WHAT THE EXERCISE ASKS |
Go through the records and extract every line with the word "below".

DATA LISTING |
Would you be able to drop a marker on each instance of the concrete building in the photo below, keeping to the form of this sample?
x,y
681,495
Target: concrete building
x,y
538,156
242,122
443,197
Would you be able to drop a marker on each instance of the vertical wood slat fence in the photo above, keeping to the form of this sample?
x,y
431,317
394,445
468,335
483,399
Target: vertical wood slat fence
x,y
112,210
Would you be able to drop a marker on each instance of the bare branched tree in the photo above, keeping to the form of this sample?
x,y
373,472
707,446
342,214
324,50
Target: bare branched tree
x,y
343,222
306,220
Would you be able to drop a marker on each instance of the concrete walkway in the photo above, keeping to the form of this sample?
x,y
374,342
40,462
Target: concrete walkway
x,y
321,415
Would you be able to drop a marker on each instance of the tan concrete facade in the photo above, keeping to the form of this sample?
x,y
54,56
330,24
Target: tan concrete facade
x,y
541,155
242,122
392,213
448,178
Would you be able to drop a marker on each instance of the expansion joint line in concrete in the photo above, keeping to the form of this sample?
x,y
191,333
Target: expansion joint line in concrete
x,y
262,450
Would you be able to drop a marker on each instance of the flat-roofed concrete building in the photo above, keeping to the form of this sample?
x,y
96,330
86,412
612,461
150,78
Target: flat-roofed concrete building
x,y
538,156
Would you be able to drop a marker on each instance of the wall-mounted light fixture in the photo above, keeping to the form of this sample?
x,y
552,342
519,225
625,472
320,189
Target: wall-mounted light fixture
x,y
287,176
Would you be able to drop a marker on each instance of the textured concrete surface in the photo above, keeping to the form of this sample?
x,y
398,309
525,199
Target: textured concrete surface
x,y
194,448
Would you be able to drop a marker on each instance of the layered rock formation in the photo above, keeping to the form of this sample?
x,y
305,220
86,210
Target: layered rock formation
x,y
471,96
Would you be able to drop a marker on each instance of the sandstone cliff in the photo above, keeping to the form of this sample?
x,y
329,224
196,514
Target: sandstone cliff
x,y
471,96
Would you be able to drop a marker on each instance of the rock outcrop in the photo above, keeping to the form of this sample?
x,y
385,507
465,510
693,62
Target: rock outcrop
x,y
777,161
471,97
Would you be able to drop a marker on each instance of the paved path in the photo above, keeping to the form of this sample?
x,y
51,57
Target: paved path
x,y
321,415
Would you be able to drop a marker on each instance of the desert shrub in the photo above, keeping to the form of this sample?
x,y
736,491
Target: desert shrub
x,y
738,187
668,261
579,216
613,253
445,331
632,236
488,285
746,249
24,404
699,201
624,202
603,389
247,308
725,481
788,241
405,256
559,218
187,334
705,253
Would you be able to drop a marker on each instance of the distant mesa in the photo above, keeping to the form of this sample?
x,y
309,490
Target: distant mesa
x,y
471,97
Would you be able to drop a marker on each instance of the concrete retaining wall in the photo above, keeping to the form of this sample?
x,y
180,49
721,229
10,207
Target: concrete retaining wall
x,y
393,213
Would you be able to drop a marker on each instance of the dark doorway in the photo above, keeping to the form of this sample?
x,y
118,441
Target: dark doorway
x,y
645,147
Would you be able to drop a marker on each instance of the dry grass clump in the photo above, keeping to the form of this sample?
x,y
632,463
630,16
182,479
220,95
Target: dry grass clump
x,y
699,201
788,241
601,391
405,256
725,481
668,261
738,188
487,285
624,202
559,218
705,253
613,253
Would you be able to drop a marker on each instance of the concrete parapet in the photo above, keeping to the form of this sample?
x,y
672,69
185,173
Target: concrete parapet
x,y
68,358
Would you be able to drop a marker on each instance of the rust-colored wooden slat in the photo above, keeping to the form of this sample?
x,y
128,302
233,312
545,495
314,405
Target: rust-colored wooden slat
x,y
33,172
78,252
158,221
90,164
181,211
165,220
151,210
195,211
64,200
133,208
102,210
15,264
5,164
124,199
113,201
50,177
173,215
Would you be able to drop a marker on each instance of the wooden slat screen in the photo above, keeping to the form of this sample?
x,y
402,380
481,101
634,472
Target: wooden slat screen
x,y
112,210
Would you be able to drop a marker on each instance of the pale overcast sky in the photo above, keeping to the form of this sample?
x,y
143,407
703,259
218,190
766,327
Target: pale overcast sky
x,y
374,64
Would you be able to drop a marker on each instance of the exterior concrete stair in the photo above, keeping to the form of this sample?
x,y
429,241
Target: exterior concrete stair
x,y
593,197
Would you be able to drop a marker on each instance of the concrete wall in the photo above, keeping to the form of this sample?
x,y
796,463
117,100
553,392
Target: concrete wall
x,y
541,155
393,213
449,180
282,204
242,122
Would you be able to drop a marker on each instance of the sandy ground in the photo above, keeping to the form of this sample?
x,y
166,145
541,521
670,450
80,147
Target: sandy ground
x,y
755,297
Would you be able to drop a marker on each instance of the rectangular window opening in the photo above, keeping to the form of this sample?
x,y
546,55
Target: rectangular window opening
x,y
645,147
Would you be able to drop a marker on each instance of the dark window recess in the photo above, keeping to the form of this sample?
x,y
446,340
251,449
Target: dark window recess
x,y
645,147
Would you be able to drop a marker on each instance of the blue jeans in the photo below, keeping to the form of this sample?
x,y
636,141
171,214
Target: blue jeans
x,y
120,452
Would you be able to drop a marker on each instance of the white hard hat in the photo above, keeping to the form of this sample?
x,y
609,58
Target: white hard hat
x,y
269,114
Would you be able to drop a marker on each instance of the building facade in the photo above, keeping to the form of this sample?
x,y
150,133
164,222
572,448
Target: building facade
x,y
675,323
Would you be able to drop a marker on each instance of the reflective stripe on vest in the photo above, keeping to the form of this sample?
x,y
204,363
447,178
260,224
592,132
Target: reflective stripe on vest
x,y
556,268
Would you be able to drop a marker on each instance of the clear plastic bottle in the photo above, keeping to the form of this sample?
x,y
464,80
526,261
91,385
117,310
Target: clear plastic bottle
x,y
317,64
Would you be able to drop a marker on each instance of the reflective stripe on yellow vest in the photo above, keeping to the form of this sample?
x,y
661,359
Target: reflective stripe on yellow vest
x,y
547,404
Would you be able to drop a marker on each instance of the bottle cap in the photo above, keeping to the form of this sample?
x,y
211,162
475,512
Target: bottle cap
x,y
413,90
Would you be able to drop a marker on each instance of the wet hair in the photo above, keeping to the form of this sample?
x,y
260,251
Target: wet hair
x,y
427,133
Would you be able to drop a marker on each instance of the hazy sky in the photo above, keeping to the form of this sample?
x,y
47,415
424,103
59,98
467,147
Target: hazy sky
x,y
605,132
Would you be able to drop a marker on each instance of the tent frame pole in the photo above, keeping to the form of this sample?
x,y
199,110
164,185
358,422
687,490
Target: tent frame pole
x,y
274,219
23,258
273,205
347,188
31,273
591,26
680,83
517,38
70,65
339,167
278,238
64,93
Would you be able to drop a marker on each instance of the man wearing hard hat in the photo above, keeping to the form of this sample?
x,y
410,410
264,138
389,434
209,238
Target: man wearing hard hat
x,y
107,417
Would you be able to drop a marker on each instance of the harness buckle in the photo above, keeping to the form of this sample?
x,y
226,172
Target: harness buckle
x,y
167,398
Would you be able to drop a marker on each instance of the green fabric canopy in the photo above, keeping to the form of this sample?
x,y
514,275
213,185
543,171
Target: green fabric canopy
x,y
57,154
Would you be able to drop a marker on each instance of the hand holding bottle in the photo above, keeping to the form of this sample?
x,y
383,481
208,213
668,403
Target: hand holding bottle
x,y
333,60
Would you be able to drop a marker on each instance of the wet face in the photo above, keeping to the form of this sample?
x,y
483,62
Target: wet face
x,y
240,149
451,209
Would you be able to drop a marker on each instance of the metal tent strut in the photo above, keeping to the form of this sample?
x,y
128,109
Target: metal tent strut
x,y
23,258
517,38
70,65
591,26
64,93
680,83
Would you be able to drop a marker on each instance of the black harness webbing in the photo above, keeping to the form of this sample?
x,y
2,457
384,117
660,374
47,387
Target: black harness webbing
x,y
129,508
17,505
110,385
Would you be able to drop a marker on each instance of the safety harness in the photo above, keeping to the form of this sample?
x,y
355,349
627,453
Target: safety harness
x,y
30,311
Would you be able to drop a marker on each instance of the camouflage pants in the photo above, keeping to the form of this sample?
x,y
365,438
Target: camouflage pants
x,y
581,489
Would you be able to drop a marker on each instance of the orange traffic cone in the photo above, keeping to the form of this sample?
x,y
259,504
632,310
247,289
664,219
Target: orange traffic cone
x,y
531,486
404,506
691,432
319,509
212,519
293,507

TASK RESPONSE |
Would you be able to drop a marker on each instance of the concrete building in the photo below, keeping to the form of this sample?
Would you be able to drop a marker on each instance of the blue jeans in the photo below, keeping to the form of this sample?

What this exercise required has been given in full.